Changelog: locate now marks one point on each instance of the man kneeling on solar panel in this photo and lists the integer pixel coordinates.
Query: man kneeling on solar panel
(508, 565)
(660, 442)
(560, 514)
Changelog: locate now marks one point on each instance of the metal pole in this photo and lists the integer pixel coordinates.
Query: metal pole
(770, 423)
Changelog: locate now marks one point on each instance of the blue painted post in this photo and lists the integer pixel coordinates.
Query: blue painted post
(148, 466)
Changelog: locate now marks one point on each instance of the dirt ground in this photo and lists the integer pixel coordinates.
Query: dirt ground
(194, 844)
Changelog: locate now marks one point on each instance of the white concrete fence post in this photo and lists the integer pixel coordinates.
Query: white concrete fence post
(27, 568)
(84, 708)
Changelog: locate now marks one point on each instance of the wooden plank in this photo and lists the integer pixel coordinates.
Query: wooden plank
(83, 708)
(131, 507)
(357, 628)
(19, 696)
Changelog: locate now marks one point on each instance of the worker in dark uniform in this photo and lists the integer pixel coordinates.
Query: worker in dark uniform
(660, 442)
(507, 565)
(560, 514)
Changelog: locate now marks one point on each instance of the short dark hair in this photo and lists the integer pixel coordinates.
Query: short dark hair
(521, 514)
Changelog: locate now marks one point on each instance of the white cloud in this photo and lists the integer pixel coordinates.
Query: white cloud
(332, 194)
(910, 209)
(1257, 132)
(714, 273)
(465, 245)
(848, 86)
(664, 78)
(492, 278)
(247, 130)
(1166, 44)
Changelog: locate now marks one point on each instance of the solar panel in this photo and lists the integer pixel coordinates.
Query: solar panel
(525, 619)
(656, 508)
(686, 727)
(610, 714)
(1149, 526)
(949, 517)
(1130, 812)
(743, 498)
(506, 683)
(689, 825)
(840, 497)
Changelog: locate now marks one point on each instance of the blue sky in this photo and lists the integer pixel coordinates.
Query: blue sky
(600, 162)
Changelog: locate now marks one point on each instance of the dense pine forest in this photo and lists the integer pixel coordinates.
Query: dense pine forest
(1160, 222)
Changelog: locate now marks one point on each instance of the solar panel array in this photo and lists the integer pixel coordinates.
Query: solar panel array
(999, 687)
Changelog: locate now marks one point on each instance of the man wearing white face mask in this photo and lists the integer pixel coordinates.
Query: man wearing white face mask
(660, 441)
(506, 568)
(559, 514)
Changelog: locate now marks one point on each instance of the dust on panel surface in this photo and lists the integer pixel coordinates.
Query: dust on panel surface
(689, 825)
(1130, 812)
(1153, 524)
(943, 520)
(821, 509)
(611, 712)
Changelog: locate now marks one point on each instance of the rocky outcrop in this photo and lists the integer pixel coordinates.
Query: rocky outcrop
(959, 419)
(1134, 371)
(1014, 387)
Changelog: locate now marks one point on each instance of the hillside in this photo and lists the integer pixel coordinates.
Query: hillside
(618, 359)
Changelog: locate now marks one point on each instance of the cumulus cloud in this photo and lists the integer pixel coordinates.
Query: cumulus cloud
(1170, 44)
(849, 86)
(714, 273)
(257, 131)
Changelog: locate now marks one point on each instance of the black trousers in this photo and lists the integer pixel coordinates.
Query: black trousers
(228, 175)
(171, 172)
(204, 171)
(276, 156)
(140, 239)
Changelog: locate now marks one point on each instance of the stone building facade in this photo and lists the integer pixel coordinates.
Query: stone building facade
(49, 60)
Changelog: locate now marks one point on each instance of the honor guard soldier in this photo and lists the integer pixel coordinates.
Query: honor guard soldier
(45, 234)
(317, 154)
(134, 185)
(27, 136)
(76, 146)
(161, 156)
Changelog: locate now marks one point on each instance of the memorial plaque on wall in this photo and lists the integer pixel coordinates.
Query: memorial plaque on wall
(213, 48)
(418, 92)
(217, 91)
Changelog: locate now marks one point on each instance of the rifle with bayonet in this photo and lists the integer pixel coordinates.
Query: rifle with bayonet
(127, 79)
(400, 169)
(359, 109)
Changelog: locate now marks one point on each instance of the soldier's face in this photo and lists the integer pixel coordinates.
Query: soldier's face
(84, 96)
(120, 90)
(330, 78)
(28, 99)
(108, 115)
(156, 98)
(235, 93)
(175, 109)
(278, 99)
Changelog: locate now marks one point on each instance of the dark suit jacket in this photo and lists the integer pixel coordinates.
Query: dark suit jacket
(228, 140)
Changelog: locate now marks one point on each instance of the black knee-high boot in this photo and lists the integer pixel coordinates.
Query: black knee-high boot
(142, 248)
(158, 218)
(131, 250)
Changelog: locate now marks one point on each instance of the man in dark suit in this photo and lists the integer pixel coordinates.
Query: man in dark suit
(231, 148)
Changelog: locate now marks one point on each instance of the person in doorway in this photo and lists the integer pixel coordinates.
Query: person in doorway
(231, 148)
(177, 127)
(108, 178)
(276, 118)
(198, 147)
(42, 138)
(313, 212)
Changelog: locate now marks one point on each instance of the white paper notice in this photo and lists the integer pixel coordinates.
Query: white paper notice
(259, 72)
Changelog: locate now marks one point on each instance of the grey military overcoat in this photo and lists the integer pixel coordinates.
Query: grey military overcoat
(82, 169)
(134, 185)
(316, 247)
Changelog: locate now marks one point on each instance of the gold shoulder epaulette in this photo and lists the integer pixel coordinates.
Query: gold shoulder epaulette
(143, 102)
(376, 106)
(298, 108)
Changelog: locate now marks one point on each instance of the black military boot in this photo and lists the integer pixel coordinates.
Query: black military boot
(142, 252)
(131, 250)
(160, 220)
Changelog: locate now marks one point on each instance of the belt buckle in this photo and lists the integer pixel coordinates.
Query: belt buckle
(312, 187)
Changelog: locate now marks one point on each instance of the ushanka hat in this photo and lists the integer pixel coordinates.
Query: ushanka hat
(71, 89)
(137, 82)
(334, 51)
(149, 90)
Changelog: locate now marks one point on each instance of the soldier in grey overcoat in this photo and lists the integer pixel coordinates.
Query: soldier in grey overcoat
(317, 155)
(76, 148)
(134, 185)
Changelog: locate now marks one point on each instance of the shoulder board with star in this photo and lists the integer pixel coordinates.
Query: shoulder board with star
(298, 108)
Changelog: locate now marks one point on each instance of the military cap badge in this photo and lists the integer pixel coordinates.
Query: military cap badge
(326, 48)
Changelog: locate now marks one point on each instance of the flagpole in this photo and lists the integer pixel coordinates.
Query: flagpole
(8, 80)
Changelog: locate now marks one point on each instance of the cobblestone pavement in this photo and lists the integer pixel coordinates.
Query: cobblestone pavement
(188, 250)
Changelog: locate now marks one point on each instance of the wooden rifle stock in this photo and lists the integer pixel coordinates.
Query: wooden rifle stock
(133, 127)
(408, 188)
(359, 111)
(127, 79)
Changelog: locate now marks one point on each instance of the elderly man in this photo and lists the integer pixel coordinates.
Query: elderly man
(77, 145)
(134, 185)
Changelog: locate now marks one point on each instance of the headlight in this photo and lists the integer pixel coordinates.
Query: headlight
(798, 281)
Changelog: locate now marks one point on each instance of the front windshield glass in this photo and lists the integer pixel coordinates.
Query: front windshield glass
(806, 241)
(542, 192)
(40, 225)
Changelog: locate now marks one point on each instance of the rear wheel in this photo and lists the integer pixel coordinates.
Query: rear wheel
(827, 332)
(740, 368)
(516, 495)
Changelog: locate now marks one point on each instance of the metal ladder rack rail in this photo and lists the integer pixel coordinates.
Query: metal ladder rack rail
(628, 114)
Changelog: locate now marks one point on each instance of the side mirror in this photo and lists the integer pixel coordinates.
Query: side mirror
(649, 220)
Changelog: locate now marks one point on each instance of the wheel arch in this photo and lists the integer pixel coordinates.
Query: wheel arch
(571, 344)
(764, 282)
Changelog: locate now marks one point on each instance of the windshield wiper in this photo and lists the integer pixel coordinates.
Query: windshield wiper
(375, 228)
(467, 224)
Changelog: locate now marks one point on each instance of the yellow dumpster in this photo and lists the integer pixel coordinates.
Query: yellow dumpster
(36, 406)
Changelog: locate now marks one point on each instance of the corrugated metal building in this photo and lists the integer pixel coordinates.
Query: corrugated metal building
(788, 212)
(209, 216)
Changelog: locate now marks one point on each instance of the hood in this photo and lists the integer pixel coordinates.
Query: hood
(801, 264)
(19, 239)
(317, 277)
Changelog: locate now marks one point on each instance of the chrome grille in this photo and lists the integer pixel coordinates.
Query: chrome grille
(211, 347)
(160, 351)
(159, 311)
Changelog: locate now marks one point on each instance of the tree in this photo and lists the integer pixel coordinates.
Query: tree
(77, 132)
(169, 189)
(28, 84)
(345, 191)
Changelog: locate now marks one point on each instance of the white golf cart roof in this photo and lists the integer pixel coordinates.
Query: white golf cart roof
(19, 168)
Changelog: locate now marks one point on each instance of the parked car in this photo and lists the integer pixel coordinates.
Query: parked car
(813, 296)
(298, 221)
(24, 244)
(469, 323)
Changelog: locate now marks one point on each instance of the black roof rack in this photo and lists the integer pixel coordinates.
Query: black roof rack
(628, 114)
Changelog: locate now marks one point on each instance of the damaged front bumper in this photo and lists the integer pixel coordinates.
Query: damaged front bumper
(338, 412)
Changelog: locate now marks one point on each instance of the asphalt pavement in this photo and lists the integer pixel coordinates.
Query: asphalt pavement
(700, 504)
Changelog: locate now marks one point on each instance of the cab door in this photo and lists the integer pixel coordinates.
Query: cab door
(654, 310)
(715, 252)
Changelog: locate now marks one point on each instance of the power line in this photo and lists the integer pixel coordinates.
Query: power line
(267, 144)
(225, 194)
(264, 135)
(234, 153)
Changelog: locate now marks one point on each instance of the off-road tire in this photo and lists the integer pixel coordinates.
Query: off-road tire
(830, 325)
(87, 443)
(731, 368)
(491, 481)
────────────────
§ Exercise prompt
Output the data as a JSON list of strings, one string per line, with blank lines left out, covering the lines between the one containing "of the asphalt" and the end of the data, inclusive.

§ Complete response
[
  "Changelog: locate now marks one point on each instance of the asphalt pavement in this photo and lists the integer pixel coordinates.",
  "Query: asphalt pavement",
  "(700, 504)",
  "Changelog: locate now marks one point on each instance of the cab door in this photo and lists the integer pixel coordinates.",
  "Query: cab door",
  "(654, 310)",
  "(715, 252)",
  "Changelog: locate now marks one point on each instance of the power line in this photo and lists the integer pixel coordinates.",
  "Query: power line",
  "(267, 144)",
  "(225, 194)",
  "(264, 135)",
  "(234, 153)",
  "Changelog: locate now marks one point on each instance of the off-road tire in this photo and lists the integer pixel coordinates.",
  "Query: off-road tire",
  "(830, 325)",
  "(87, 443)",
  "(731, 368)",
  "(491, 481)"
]